• **TEKSTFRAGMENT**:
####
Verontreiniging van wafers komt vaak voor tijdens de verschillende fasen van het productieproces, zoals het groeien van kristallen, het aanbrengen van dunne lagen en het etsen. In deze context is het belangrijk te begrijpen hoe verschillende verontreinigende stoffen zich hechten aan de waferoppervlakken en welke effecten ze hebben op de integriteit van het eindproduct. Naast fysieke deeltjes kunnen ook chemische verontreinigingen, zoals oliën, vetten en andere vluchtige stoffen, de prestaties van MEMS-structuren negatief beïnvloeden. Het beheersen van deze verontreinigingen is essentieel voor het bereiken van de vereiste precisie en betrouwbaarheid in de microtechnologie.
Het proces van het reinigen van wafers om verontreinigingen te verwijderen is complex en vereist zorgvuldige overweging van de gebruikte technieken en materialen. Een van de meest gebruikte methoden is het zogenaamde "wet chemical cleaning", waarbij de wafers worden ondergedompeld in oplosmiddelen of zuren om verontreinigingen te verwijderen. Naast chemische reiniging wordt er vaak gebruik gemaakt van fysieke reinigingsmethoden, zoals plasma- of droogreiniging, die effectief zijn in het verwijderen van oppervlakteresten zonder het waferoppervlak te beschadigen.
####
• **OPDRACHT**:
Herhaal alsjeblieft letterlijk het stuk uit de tekst over waferverontreiniging van "Het proces van" tot en met "waferoppervlak te beschadigen.".

• **VASTGELEGDE GEGEVENS**:
####
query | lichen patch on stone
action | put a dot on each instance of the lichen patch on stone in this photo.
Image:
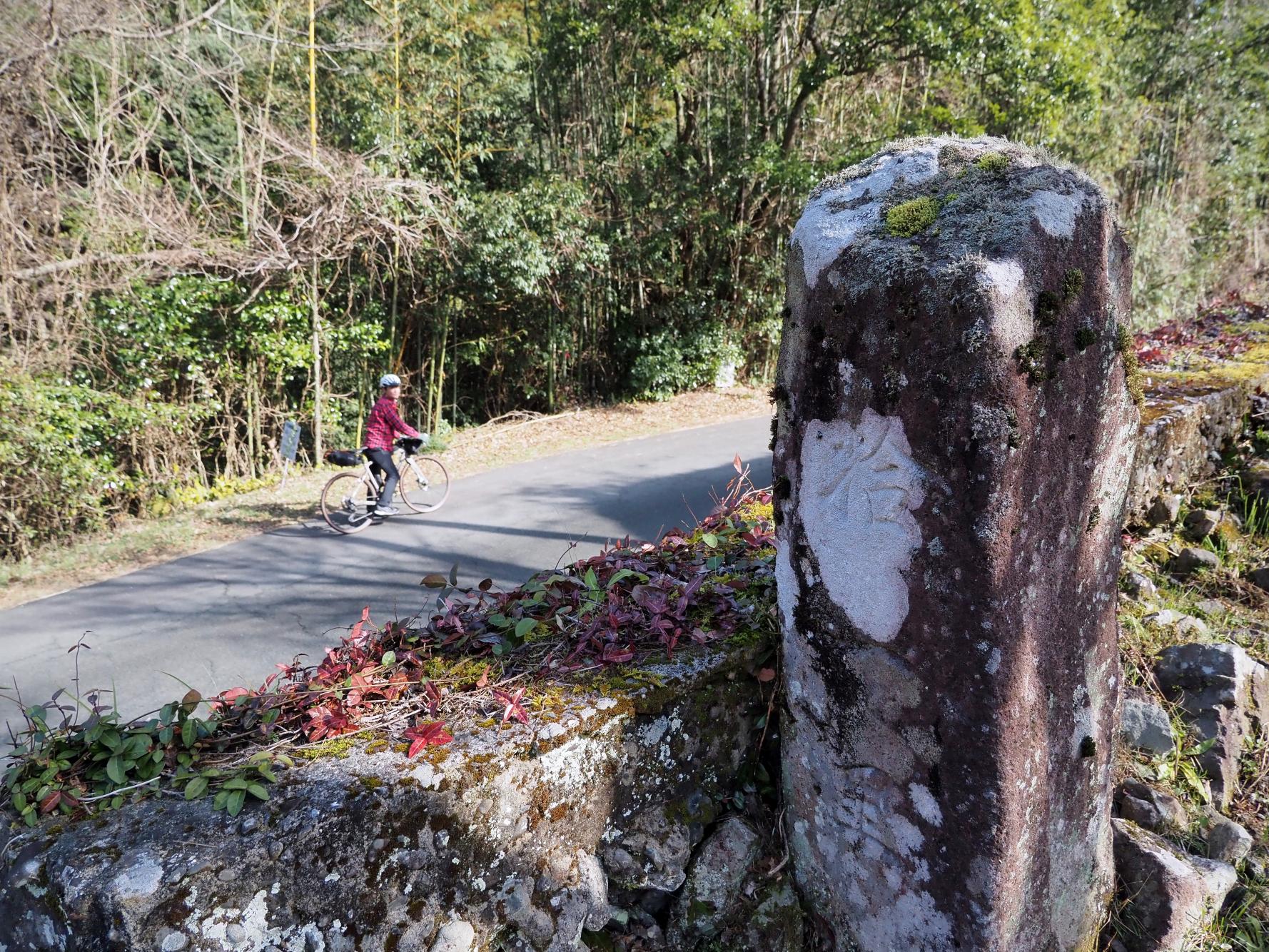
(858, 489)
####
• **OPLOSSING**:
Het proces van het reinigen van wafers om verontreinigingen te verwijderen is complex en vereist zorgvuldige overweging van de gebruikte technieken en materialen. Een van de meest gebruikte methoden is het zogenaamde "wet chemical cleaning", waarbij de wafers worden ondergedompeld in oplosmiddelen of zuren om verontreinigingen te verwijderen. Naast chemische reiniging wordt er vaak gebruik gemaakt van fysieke reinigingsmethoden, zoals plasma- of droogreiniging, die effectief zijn in het verwijderen van oppervlakteresten zonder het waferoppervlak te beschadigen.